**The exercise:**
Leave out the pictures and repeat everything else in the records exactly.

**Exercise inputs:**
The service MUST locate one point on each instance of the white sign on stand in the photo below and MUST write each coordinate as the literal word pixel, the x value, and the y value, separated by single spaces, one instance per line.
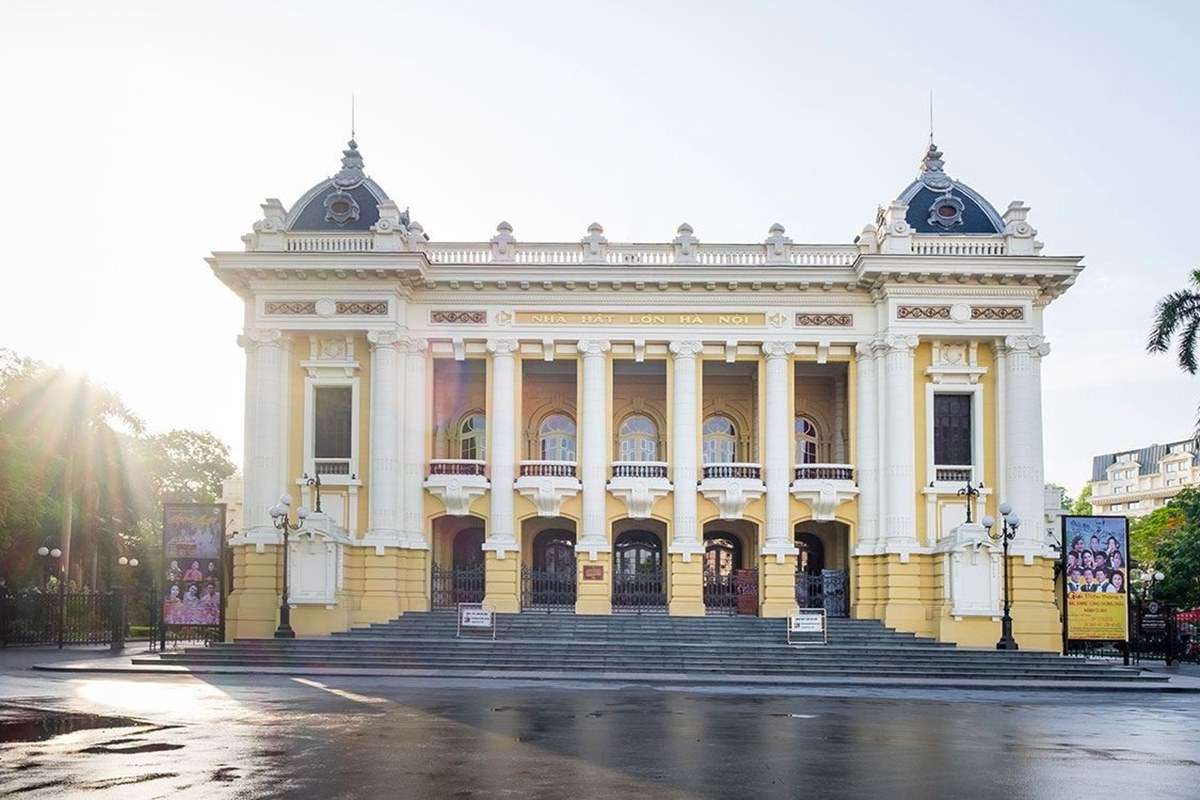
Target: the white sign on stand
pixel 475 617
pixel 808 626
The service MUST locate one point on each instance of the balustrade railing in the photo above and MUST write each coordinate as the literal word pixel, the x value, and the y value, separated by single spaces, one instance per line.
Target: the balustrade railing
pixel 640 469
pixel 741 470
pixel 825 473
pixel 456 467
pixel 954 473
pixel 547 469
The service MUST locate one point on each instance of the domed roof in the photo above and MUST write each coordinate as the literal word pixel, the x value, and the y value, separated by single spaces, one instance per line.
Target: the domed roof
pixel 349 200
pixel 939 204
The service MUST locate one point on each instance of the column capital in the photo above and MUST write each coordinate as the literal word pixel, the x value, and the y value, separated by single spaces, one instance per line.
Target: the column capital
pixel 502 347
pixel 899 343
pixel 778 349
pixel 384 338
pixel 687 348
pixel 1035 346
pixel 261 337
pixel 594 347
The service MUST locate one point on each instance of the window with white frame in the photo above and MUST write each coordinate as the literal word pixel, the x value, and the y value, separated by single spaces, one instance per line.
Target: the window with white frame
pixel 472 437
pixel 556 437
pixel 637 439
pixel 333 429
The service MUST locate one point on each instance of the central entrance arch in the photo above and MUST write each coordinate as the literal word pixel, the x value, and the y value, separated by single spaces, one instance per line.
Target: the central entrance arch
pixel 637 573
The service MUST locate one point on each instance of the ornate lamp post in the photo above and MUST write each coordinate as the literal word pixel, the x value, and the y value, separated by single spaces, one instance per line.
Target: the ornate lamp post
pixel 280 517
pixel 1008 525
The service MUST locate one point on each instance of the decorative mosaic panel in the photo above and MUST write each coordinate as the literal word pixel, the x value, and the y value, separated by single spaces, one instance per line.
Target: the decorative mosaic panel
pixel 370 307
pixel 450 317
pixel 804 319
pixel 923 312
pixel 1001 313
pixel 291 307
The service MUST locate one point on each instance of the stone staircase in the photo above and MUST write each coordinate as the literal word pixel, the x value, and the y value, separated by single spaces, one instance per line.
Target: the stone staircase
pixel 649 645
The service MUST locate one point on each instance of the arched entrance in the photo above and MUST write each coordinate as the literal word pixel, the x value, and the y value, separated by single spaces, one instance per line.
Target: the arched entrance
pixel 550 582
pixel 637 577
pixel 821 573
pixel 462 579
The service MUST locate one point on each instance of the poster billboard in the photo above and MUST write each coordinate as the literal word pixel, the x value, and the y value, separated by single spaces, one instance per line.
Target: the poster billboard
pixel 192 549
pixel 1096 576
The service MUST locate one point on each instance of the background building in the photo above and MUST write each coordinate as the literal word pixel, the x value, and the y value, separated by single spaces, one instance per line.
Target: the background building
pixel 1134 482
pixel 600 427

**Task result:**
The service MUST locate one point on each instance of the white sign on stand in the photo below and MUST write each coordinate as the literal word pixel, the x value, and the y value, separated by single spaces, one instance per line.
Target: the white sign on stand
pixel 475 617
pixel 808 626
The service MUST locate one point on each instance of the balustrade railing in the photo above and MUST write each coordinate as the literal word pixel, the x value, and the y value, separated by single spaces, one instance per line.
Target: the balustrade railing
pixel 640 469
pixel 741 470
pixel 825 473
pixel 456 467
pixel 954 473
pixel 547 469
The service MUST locate one point on each instance of the domed roof in the photo above and MUST write each coordinate as the literal word pixel, the x value, and the y value, separated by single spaces, one instance per line.
Target: the domed roof
pixel 349 200
pixel 939 204
The service MUST locate one point on each instance of the column capital in the photo above and MUST write each coordinate as the literal word pixel, the x value, and the y value, separated by single spaces, one instance per line.
Target: the column capital
pixel 502 347
pixel 899 343
pixel 778 349
pixel 384 338
pixel 687 348
pixel 1035 346
pixel 261 337
pixel 594 347
The service MUST locate one point on each instance of the window with white frame in the photo above and MUST write each coordinate as the literal word pixel, the x value, and the y value, separated by single spaces, one instance per line.
Target: the window with white frame
pixel 472 437
pixel 556 437
pixel 637 439
pixel 333 429
The service MUST locate one point on each instance of the central entrance arch in the photo above and MUST write each coordinate as the literal word pixel, the x value, and the y value, separated by single spaces, one instance per line.
Target: the central entrance arch
pixel 637 573
The service MUST locate one point on each instance of the ornate lamp post in the photo above and MUST write each coordinate as the literal word pixel, the x value, and the y value, separated by single spaces, one instance per line.
Target: the ornate lamp post
pixel 280 517
pixel 1008 525
The service MUST locate one point on each instance of the decorative mosaic panel in the photo above and MUST write each coordinate as the literal word pixel, the x value, and the y value, separated by single spaces, one instance per line.
Target: the decorative mosaic panel
pixel 370 307
pixel 450 317
pixel 804 319
pixel 923 312
pixel 1001 313
pixel 291 307
The service MUST locate one point on each instance of the stone staircase in the photo above and MUST write each coordinate as the literal word pixel, the x value, and the y value, separated by single spaces, one instance per line.
Target: the stone staircase
pixel 649 645
The service MUST locate one point on each instance of the arched entrance in the photo above and MUST write each coordinate as the literal word pixel, the x value, and the y value, separated by single spaces, one instance per line.
Target: the arched entrance
pixel 550 582
pixel 637 577
pixel 821 573
pixel 462 579
The service MUST locate one point on each instance of the poster billboard in the photo above and MUST write each coordinate as the literal word pixel, the x value, and the y value, separated by single spaces, one instance per line.
Target: the poster billboard
pixel 192 549
pixel 1096 576
The service MUST locate one point on each instance of the background building in the photo above and MUST write each coordinate as the literal word pixel, the x value, and the y value, separated by single spaces, one instance per line.
Target: the background building
pixel 1134 482
pixel 600 427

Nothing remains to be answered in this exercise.